YOUR GOAL: Reproduce the entire article below on agency staff job security, keeping every word and line unchanged.

SOURCE TEXT:
+-------+

Digiday Research: Half of agency staffers don’t feel secure about their jobs

second wave

This research is based on unique data collected from our proprietary audience of publisher, agency, brand and tech insiders. It’s available to Digiday+ members. More from the series →

About 40% of agency employees are currently looking for a new job, according to a new survey about work and culture by Digiday. 

That’s lower than the 48% of agency employees who were looking for a new job back in November, indicating a slight dampening of mobility thanks to the coronavirus pandemic and the ensuing economic downturn.

About 50% said this month that they felt their job was secure, compared with the 61% who felt secure in their jobs back in November.  

Over half — 55% — said they were worried about the financial health of their companies, compared with 35% who were worried about that in November. 

Layoffs and furloughs

It’s been a rough few months for the industry in general. Inside agencies, 32% of surveyed respondents said they’d taken a pay cut, while 35% said others had done do. About 26% — a quarter — said people at their companies had been furloughed, while over a third said others at their companies had been laid off.

+-------+

RECORD SET:
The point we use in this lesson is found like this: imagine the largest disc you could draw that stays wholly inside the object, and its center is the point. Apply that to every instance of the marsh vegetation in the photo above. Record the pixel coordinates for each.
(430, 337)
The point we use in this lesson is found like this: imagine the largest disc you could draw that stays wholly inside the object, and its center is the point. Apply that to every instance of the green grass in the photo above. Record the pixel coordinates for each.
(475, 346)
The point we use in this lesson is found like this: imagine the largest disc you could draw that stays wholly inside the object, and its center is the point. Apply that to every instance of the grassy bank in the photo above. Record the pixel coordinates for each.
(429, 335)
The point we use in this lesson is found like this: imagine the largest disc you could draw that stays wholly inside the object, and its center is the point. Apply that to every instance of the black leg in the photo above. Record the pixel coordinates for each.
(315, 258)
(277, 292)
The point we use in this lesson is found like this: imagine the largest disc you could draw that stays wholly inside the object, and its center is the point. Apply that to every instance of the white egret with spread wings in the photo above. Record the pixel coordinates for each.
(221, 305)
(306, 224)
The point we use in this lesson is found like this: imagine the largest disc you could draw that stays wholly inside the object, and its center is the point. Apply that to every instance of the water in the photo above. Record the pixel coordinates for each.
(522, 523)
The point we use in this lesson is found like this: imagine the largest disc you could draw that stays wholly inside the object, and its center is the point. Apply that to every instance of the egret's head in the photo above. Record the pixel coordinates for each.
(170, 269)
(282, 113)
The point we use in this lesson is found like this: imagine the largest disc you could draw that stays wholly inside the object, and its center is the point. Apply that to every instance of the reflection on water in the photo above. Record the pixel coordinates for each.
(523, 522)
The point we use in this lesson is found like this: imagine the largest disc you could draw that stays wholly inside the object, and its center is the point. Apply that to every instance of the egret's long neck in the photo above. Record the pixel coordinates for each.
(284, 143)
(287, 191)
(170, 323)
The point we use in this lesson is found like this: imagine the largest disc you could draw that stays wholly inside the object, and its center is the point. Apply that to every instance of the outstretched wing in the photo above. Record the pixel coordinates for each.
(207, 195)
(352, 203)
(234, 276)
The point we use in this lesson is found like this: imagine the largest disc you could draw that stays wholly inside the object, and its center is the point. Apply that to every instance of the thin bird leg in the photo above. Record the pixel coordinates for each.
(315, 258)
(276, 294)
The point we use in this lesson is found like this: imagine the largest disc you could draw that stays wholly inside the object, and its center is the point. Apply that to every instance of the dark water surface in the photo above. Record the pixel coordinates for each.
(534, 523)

+-------+

WRITTEN RESPONSE:
Digiday Research: Half of agency staffers don’t feel secure about their jobs

second wave

This research is based on unique data collected from our proprietary audience of publisher, agency, brand and tech insiders. It’s available to Digiday+ members. More from the series →

About 40% of agency employees are currently looking for a new job, according to a new survey about work and culture by Digiday. 

That’s lower than the 48% of agency employees who were looking for a new job back in November, indicating a slight dampening of mobility thanks to the coronavirus pandemic and the ensuing economic downturn.

About 50% said this month that they felt their job was secure, compared with the 61% who felt secure in their jobs back in November.  

Over half — 55% — said they were worried about the financial health of their companies, compared with 35% who were worried about that in November. 

Layoffs and furloughs

It’s been a rough few months for the industry in general. Inside agencies, 32% of surveyed respondents said they’d taken a pay cut, while 35% said others had done do. About 26% — a quarter — said people at their companies had been furloughed, while over a third said others at their companies had been laid off.